* _ASSIGNED TASK_
Please continue the post about what the earliest Christians thought of Hell, starting right after its final sentence.

Tag Archives: Intuition

What did the earliest Christians think about Hell?

I thought it might be a good idea for us to take a look at the doctrine of Hell, and see how far back it goes. These days, people seem to have lost sight of the idea that there will be eternal separation from God for people who reject him. But this idea is a core part of Christianity, and it goes right back to the early church fathers. Not to mention how much Jesus has to say about it.

Here’s an article from Cold Case Christianity, by J. Warner Wallace, that talks about what early Christians thought of Hell.

Introduction:

As we seek to understand what the Bible teaches about Hell, it may be helpful to understand what the earliest believers believed and taught. The teachings of the early believers have been preserved for us in the writings of the earliest church leaders (known as the Early Church Fathers). While their writings are not canonical (they are not on par with the words of the Bible), they do help us to see what those closest to the apostles first understood as Biblical Truth.

* _RECORDS_

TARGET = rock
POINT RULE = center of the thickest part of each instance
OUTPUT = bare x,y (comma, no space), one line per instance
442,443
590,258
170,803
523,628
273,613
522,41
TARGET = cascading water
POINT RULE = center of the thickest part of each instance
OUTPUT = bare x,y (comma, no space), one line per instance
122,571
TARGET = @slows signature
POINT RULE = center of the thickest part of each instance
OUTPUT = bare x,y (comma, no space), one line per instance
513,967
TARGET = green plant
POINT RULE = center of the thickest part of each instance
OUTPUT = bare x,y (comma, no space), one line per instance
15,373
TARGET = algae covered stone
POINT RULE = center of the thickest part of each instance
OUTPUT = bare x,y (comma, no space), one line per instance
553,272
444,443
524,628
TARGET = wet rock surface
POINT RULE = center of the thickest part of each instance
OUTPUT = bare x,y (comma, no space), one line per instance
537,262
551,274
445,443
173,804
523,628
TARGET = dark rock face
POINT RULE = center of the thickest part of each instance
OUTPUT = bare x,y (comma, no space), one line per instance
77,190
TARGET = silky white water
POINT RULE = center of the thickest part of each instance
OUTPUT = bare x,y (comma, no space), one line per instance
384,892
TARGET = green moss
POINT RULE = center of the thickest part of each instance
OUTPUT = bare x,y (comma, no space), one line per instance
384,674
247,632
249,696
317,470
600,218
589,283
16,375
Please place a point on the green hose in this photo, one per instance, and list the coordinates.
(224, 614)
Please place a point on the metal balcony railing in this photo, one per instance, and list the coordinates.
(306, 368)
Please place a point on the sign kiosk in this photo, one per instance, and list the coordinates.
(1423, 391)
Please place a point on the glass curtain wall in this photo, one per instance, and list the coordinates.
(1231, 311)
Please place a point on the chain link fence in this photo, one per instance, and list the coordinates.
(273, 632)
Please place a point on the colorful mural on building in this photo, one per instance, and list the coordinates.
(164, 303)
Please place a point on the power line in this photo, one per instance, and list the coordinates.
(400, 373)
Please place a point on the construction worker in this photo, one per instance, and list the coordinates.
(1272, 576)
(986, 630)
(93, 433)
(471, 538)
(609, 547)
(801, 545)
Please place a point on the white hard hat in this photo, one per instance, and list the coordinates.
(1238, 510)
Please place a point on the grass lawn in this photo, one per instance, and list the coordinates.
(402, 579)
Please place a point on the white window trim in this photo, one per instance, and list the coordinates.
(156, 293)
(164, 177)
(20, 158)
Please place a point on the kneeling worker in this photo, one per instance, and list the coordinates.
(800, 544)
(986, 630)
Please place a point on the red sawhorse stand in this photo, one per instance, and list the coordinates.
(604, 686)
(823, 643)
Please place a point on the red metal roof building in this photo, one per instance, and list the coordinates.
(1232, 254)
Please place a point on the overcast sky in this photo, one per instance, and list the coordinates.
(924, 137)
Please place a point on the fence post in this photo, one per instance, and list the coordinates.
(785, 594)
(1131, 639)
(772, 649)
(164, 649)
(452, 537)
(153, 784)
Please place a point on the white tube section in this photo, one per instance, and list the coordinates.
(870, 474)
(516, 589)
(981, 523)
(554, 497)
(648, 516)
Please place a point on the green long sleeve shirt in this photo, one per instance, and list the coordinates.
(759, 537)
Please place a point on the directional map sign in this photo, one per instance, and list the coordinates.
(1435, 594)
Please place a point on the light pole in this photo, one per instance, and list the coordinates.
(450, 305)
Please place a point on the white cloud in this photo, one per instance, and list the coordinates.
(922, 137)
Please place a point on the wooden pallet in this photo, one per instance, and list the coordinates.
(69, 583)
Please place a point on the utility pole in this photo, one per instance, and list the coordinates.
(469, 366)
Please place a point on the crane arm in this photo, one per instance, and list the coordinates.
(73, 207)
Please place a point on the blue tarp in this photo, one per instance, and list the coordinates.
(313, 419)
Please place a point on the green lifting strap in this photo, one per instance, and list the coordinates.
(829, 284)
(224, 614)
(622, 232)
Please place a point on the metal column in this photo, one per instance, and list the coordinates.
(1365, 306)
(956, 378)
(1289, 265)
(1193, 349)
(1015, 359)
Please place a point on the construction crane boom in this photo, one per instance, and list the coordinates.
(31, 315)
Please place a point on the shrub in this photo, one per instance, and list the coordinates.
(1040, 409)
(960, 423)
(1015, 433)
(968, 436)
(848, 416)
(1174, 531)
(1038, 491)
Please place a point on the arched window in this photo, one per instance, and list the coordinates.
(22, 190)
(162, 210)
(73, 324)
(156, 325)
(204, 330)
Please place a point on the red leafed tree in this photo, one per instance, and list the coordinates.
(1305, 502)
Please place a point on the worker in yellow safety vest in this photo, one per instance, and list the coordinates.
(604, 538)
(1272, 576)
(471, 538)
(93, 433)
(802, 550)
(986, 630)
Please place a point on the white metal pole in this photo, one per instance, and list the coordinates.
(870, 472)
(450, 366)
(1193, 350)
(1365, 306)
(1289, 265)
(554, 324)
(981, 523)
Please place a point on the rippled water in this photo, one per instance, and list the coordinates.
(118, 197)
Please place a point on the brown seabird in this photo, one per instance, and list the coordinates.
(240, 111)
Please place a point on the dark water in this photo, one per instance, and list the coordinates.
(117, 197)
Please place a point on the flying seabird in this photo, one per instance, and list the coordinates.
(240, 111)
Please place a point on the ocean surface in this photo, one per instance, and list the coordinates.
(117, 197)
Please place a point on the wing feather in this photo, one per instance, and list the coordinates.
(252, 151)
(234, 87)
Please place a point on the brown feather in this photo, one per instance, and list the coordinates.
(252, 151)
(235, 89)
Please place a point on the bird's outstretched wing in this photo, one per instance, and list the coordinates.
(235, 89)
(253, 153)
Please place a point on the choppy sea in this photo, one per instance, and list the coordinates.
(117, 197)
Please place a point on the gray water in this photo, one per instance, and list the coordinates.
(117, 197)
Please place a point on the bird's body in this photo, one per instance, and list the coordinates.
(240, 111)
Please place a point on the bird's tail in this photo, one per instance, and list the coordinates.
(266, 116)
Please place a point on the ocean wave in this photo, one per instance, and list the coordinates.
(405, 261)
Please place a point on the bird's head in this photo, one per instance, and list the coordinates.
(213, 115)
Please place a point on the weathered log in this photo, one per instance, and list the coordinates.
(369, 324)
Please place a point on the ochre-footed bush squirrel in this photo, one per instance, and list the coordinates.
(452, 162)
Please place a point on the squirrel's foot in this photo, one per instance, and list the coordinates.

* _WRITTEN RESPONSE_
As we assemble the teachings of these first church leaders, several patterns emerge related to the nature of Hell. The Early Church Fathers, with very few exceptions, agree with the teaching of the Bible in the way they describe Hell:

1. Hell is a place of judgment for those who have rejected God and denied Jesus as their Savior
2. Hell is a place of separation from God
3. Hell is a place of torment in which the rebellious are in anguish and pain
4. Hell is a place where the rebellious are tormented forever and are CONSCIOUS of this torment for all eternity (In fact, the eternal duration of their torment is often compared to the eternal duration of the reward of the saved)

At the same time, the earliest Church Fathers are ambiguous on those areas where the Bible is ALSO ambiguous.

1. The exact nature of the torment of the rebellious is unknown
2. The manner in which the rebellious are kept alive in spite of ‘deathly’ anguish is also un-described

The Early Church Fathers simply reflected the clearest teachings of the Bible related to the nature of Hell. They believed that Hell was a place of eternal conscious torment, reflecting the clearest teaching of the scriptures.

Excerpt:

From Ignatius of Antioch (110AD)

Ignatius was a student of the Apostle John, and succeeded the Apostle Peter as the Bishop of Antioch. He wrote a number of important letters to believers in churches in the area:

Corrupters of families will not inherit the kingdom of God. And if they who do these things according to the flesh suffer death. how much more if a man corrupt by evil reaching the faith of God. for the sake of which Jesus Christ was crucified? A man become so foul will depart into unquenchable fire: and so will anyone who listens to him. (Letter to the Ephesians 16:1-2)

From Clement of Rome (150AD)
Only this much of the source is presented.